— begin INFORMATION SHOWN —

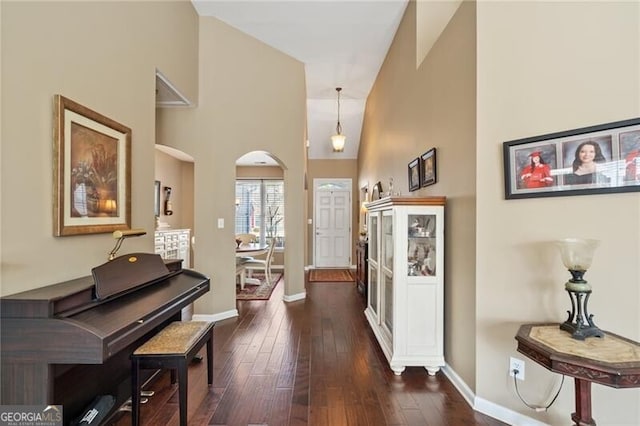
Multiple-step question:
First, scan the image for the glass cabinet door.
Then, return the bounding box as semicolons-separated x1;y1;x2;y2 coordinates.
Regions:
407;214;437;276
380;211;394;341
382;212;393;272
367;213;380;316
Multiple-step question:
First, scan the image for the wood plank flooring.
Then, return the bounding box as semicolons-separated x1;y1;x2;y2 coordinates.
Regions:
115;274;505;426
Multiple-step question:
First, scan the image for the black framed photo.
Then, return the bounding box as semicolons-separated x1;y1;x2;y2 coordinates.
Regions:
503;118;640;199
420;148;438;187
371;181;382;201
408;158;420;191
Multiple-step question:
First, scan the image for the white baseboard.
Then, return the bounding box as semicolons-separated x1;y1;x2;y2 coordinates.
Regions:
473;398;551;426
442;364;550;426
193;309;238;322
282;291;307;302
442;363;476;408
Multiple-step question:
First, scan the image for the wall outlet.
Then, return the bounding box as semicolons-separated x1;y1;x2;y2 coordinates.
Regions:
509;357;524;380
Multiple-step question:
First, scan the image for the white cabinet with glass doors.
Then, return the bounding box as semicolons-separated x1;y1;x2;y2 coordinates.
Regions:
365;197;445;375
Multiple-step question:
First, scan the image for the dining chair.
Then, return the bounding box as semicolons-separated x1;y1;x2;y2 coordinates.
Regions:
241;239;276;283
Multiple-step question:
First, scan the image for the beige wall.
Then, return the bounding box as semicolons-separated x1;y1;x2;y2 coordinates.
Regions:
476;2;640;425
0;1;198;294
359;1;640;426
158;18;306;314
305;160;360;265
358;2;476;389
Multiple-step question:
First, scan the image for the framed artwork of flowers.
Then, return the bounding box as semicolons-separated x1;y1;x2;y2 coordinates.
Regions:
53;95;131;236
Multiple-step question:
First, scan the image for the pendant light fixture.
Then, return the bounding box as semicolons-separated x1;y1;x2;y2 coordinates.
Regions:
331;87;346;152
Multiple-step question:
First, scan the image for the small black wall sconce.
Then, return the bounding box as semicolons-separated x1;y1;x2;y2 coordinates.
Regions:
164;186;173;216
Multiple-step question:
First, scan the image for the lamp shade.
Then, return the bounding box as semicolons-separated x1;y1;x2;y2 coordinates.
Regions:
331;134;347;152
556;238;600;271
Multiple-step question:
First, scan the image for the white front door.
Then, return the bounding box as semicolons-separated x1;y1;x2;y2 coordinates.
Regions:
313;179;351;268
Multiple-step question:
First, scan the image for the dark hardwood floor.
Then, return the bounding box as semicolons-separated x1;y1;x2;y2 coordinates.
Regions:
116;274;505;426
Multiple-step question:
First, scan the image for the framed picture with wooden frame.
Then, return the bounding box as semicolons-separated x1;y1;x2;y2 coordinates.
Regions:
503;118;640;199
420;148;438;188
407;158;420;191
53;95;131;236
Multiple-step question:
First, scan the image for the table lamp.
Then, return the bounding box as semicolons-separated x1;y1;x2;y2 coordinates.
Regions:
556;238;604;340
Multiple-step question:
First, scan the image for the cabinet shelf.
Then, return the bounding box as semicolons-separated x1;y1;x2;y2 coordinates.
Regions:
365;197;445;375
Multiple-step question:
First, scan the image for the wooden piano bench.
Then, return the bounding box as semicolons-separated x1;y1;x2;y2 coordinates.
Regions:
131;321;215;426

— end INFORMATION SHOWN —

[WHAT THE TASK REQUIRES] Rewrite the records from their beginning through the line containing "367;213;380;316", inclusive, with the requests, and offset every bounding-box coordinate by adding 127. Omit the pictures.

[EXPECTED OUTPUT]
Multiple-step question:
First, scan the image for the glass cabinet door.
Then, return the bounding box as semicolons-separated x1;y1;x2;y2 coordinates.
Regions:
534;341;564;403
507;338;521;468
509;339;520;399
494;340;507;443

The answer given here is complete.